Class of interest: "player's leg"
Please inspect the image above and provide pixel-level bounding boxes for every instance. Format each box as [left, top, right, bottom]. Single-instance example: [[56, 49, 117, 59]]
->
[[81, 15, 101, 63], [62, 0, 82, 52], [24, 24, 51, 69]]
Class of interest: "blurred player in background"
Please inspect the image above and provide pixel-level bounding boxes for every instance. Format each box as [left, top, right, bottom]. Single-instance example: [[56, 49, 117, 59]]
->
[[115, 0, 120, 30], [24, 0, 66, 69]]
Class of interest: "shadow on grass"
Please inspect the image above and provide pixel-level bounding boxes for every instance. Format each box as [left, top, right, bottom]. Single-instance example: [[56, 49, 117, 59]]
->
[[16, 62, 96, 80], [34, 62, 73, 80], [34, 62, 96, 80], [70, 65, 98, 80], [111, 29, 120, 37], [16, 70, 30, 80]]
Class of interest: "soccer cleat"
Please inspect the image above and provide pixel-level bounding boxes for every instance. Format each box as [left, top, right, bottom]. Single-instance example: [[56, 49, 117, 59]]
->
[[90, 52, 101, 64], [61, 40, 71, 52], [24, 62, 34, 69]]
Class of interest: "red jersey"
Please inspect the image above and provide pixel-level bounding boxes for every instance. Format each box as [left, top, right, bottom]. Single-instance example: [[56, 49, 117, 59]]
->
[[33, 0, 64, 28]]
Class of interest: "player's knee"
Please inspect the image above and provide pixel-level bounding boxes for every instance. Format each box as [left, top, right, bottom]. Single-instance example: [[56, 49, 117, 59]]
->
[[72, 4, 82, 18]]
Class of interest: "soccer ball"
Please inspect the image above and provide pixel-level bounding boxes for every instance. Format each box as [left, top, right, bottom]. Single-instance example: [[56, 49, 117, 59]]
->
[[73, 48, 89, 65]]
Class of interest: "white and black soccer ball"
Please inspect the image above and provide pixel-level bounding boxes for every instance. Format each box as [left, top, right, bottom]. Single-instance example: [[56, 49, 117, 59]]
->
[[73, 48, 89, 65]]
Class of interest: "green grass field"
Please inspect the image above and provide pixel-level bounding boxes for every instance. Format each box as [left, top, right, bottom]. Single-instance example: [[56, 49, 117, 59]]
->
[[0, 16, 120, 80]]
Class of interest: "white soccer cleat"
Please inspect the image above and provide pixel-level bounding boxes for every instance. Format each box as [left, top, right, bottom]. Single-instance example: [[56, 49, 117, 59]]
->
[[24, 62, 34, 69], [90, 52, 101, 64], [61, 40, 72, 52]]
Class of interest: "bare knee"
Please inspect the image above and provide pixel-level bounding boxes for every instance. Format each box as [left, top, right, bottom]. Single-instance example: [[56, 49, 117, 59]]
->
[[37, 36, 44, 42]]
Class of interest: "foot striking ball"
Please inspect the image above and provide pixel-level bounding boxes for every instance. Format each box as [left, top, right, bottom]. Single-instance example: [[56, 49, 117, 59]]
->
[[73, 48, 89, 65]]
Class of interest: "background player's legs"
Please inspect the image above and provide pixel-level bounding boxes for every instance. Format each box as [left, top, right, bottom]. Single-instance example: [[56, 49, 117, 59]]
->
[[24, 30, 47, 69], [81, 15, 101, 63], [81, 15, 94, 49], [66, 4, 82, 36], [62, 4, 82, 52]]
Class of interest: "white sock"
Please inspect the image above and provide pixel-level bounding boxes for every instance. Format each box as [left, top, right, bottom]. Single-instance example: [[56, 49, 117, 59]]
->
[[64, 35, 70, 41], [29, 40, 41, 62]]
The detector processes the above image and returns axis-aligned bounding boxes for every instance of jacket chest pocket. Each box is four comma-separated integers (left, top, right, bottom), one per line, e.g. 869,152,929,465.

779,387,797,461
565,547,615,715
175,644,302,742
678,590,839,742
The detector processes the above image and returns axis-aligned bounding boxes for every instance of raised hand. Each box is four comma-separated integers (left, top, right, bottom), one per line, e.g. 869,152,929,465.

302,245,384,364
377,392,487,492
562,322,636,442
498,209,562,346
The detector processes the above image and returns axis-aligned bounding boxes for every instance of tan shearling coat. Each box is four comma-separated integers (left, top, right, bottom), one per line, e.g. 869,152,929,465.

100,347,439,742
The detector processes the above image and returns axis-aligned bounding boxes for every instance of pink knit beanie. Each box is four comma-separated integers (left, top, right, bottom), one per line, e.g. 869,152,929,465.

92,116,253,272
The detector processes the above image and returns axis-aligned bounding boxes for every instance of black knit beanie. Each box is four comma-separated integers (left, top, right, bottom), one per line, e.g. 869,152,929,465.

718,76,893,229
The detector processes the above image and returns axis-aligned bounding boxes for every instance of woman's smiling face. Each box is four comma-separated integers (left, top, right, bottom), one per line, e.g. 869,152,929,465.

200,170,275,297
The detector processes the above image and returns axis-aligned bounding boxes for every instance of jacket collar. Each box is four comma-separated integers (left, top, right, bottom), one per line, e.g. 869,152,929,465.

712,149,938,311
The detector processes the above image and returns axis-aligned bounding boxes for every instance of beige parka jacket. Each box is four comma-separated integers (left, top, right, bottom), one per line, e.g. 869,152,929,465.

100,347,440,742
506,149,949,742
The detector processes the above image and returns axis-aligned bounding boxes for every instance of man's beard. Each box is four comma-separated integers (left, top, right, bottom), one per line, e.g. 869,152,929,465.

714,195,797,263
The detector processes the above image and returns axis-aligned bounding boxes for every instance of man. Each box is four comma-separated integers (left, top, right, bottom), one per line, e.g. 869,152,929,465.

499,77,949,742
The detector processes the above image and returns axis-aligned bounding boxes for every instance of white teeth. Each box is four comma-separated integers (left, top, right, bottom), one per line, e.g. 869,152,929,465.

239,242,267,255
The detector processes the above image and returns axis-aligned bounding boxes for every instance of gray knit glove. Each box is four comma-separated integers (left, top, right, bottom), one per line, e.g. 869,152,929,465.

__Task__
Turn every line of the records above into a numbered list, and leave out the blank lines.

__Full solution__
1. Class of interest: "player's leg"
2. Please inspect the image above and provide pixel-level bounding boxes for every instance. Format each box as [left, top, right, bottom]. Single-instance example: [[56, 49, 117, 59]]
3. ->
4. [[81, 15, 101, 63], [62, 0, 82, 52], [24, 24, 51, 69]]
5. Class of interest: "blurred player in background"
6. Please inspect the image above and provide pixel-level bounding boxes for every instance. Format each box as [left, top, right, bottom]. Single-instance example: [[56, 49, 117, 59]]
7. ->
8. [[115, 0, 120, 30], [24, 0, 66, 69]]
9. Class of interest: "shadow on grass"
10. Please inspect the image above and provide pixel-level bounding boxes for every instance. Format each box as [left, top, right, bottom]. Single-instance example: [[56, 49, 117, 59]]
11. ->
12. [[16, 62, 96, 80], [34, 62, 73, 80], [34, 62, 96, 80], [70, 65, 98, 80], [111, 29, 120, 37], [16, 70, 30, 80]]
13. Class of interest: "soccer cleat"
14. Please inspect the image above and provide pixel-level bounding boxes for every instance. Format each box as [left, top, right, bottom]. Single-instance example: [[56, 49, 117, 59]]
15. ->
16. [[90, 52, 101, 64], [61, 40, 71, 52], [24, 62, 34, 69]]
17. Class of interest: "red jersey"
18. Please inspect the image above and provide pixel-level bounding boxes for every instance. Format each box as [left, top, right, bottom]. Single-instance example: [[56, 49, 117, 59]]
19. ->
20. [[33, 0, 64, 28]]
21. Class of interest: "player's knee"
22. Please inspect the image above and provide pixel-level bounding boxes for every instance. Format each box as [left, top, right, bottom]. Single-instance example: [[56, 49, 117, 59]]
23. ->
24. [[72, 4, 82, 18]]
25. Class of interest: "soccer ball"
26. Please inspect the image above and provide pixel-level bounding boxes for every instance. Format each box as [left, top, right, bottom]. Single-instance example: [[56, 49, 117, 59]]
27. ->
28. [[73, 48, 89, 65]]
29. Class of interest: "white and black soccer ball"
30. Please inspect the image above and provide pixel-level bounding boxes for every instance. Format each box as [left, top, right, bottom]. Single-instance example: [[56, 49, 117, 59]]
31. ->
32. [[73, 48, 89, 65]]
33. Class of interest: "green grass field"
34. Please inspect the image above and provide pixel-level bounding boxes for every instance. Format each box as [left, top, right, bottom]. Single-instance example: [[56, 49, 117, 59]]
35. ->
36. [[0, 16, 120, 80]]
37. Class of interest: "white soccer cleat"
38. Please inspect the image above and provide pixel-level bounding boxes for every instance. Format each box as [left, top, right, bottom]. Single-instance example: [[56, 49, 117, 59]]
39. ->
40. [[24, 62, 34, 69], [90, 52, 101, 64], [61, 40, 72, 52]]
41. Class of interest: "bare knee"
42. Please inspect the image above and provide pixel-level bounding boxes for every instance. Format each box as [left, top, right, bottom]. Single-instance example: [[56, 49, 117, 59]]
43. ->
44. [[37, 36, 44, 42]]
45. Class of interest: "foot striking ball"
46. Please inspect the image above and provide pixel-level bounding boxes for every instance. Format each box as [left, top, right, bottom]. Single-instance example: [[56, 49, 117, 59]]
47. ->
48. [[73, 48, 89, 65]]
49. Class of interest: "background player's legs"
50. Please inspect the image above and provide pixel-level bounding boxes for every instance. Format each box as [left, top, right, bottom]. Single-instance example: [[56, 49, 117, 59]]
51. ->
52. [[24, 30, 47, 69], [81, 15, 101, 63], [81, 15, 94, 49], [66, 4, 82, 36], [62, 4, 82, 52]]
53. Class of interest: "white sock"
54. Please inspect the image above and provide pixel-level bounding boxes for every instance. Format each box as [left, top, right, bottom]. Single-instance example: [[56, 49, 117, 59]]
55. ->
56. [[64, 35, 70, 41], [29, 40, 41, 62]]
57. The detector processes the above image and returns axis-aligned bounding boxes for every instance of jacket chest pocket. Each box is four comma-separated integers (left, top, right, bottom), one per line, e.g. 869,152,929,465.
58. 779,387,797,461
59. 565,547,615,715
60. 175,644,302,742
61. 678,590,839,742
62. The detector processes the above image and returns axis-aligned bounding boxes for every instance of raised hand. Each box is four comma-separated integers (left, top, right, bottom), one per line, e.g. 869,152,929,465.
63. 302,245,384,364
64. 377,392,487,492
65. 562,322,636,442
66. 498,209,562,346
67. The detector processes the above image and returns axis-aligned bounding boxes for every instance of tan shearling coat. Each box is four comma-separated integers (left, top, right, bottom), one per line, e.g. 869,152,929,465.
68. 100,347,439,742
69. The detector processes the above image and returns axis-aligned bounding boxes for every instance of pink knit beanie. Each box is four comma-separated integers (left, top, right, bottom), one per line, e.g. 869,152,929,465.
70. 92,116,253,272
71. The detector processes the above image and returns axis-aligned bounding boxes for every instance of black knit beanie. Each box is four comma-separated integers (left, top, right, bottom), one per line, e.g. 869,152,929,465.
72. 718,76,893,229
73. The detector processes the above image and returns axis-aligned bounding boxes for every instance of woman's smiling face. Each box is four comma-separated integers (left, top, right, bottom), one per line, e.g. 869,152,929,465.
74. 200,170,275,297
75. The detector processes the above image and returns axis-aligned bounding boxes for every instance of jacket collar. Each box is four comma-separated integers (left, top, right, bottom), one per line, e.g. 869,152,929,465.
76. 712,149,938,311
77. The detector processes the above image and returns axis-aligned bounding boxes for every instance of beige parka jacket. Each box is four comma-separated integers (left, top, right, bottom), one per line, e.g. 869,152,929,465.
78. 100,347,440,742
79. 506,149,949,742
80. The detector processes the above image and returns axis-aligned bounding boxes for every instance of man's beard. Each box is four comma-separated integers (left, top, right, bottom), one per line, e.g. 869,152,929,465.
81. 714,195,797,263
82. The detector processes the above image and returns axis-aligned bounding boxes for every instance of man. Each box is four comma-separated integers (left, top, right, bottom), one per line, e.g. 869,152,929,465.
83. 499,77,949,742
84. The detector processes the above image and returns axis-aligned bounding boxes for every instance of white teeth. Each box is four comma-separated integers (left, top, right, bottom), one per line, e.g. 869,152,929,465.
85. 239,242,267,255
86. The detector processes the above image and returns axis-aligned bounding boxes for every instance of gray knit glove. Each box is four comma-separated integers (left, top, right, bottom), one per line, e.g. 869,152,929,465.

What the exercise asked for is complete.